▸ **Given request 1**:
Decide whether each statement below agrees with the text on the French presidential race. Answer yes or no for each, and quote the exact words of the text that settle it.
(a) Alain Juppe is 71 years old.
(b) An Odoxa poll showed Hollande beating Le Pen in a second round.
(c) Le Pen wants to lower the legal retirement age to 62.
▸ **Given request 2**:
Write out the part of the text on the French presidential race below, starting at "Some kind of" and ending at "their policy plans?".
▸ **Given request 3**:
In the text on the French presidential race below, what job does Gilles Moec hold?

▸ **Text passage**:
* Start *

For the first time since Charles de Gaulle’s return to power in 1958 ushered in the Fifth Republic, both France’s two main political parties are holding primary contests, and Hollande is the first incumbent to reach such depths of unpopularity.
Nicolas Sarkozy is the first former head of state to try and reclaim the job. Though he faces a battle even to secure the Republican nomination against Alain Juppe, a 71-year-old moderate who is the bookmakers’ favorite to edge out Le Pen for the ultimate prize.
Polls have consistently shown that the National Front’s Le Pen is the strong favorite to win the most votes on the first ballot, as the French seek a leader to shake the country out of its economic malaise. While Le Pen’s father Jean-Marie sneaked into the second round on the National Front ticket in 2002, it’s the first time the anti-euro party has been a front-runner.
What’s the worst that could happen?
If the French center ground fails to hold out against Le Pen’s advance, the future of the European Union is potentially at stake.
The most reassuring scenario for investors would see the moderate front-runner Juppe see off Sarkozy to claim the center-right Republican nomination and then canter to a victory against Le Pen in May’s runoff as voters converge on the mainstream candidate.
Such a result would bolster the political partnership between France and Germany at the heart of the EU as it embarks on negotiations over Britain’s exit from the bloc.
But a Sarkozy victory in the primary would blow the race wide open.
It could lead to a runoff between the most extreme Republican and Le Pen, testing left-wing voters’ commitment to stopping the National Front leader. Or it could split the first round ballots enough to allow a vulnerable candidate like Hollande or the left-winger Jean-Luc Melenchon through to face the National Front leader. One Odoxa poll showed that if Hollande manages to make it to the second round, he would lose by 54 percent to 46 percent to Le Pen, who has promised a referendum on whether France should leave the EU.
Some kind of market-wrenching outcome isn’t probable but can’t be ruled out, said Gilles Moec, chief European economist at Bank of America Merrill Lynch in London.
“The world has become a very cold place where a lot of what was not supposed to go wrong has gone wrong recently,” Moec said.
What about their policy plans?
Juppe, Sarkozy and all of their rivals on the right agree on cutting spending, taxes and generally easing labor laws. Both front-runners want to ditch France’s tax on personal assets over 1.3 million euros, cut unemployment benefits and end France’s 35-hour work week.
Macron is starting to set out a philosophy that fits with his free-market economic instincts though he’s yet to publish a full program. Le Pen wants to lower the legal retirement age to 60 and create “intelligent protection” against “unfair” competition from China and Eastern Europe. But the main concern for investors is her plan to withdraw France from the euro zone.
Banks, which featured so prominently in the 2012 presidential campaign with Hollande proclaiming finance as his “enemy,” have barely featured this time round, though Sarkozy has criticized the current president for not doing enough to win business from the city of London.

* End *

▸ **Dataset excerpt**:
* Start *

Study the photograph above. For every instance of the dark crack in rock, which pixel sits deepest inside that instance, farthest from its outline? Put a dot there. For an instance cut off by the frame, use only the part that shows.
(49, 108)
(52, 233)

* End *

▸ **Solution 1**:
(a) Yes: "Alain Juppe, a 71-year-old moderate"
(b) No: "he would lose by 54 percent to 46 percent to Le Pen"
(c) No: "Le Pen wants to lower the legal retirement age to 60"

▸ **Solution 2**:
Some kind of market-wrenching outcome isn’t probable but can’t be ruled out, said Gilles Moec, chief European economist at Bank of America Merrill Lynch in London.
“The world has become a very cold place where a lot of what was not supposed to go wrong has gone wrong recently,” Moec said.
What about their policy plans?

▸ **Solution 3**:
He is chief European economist at Bank of America Merrill Lynch in London.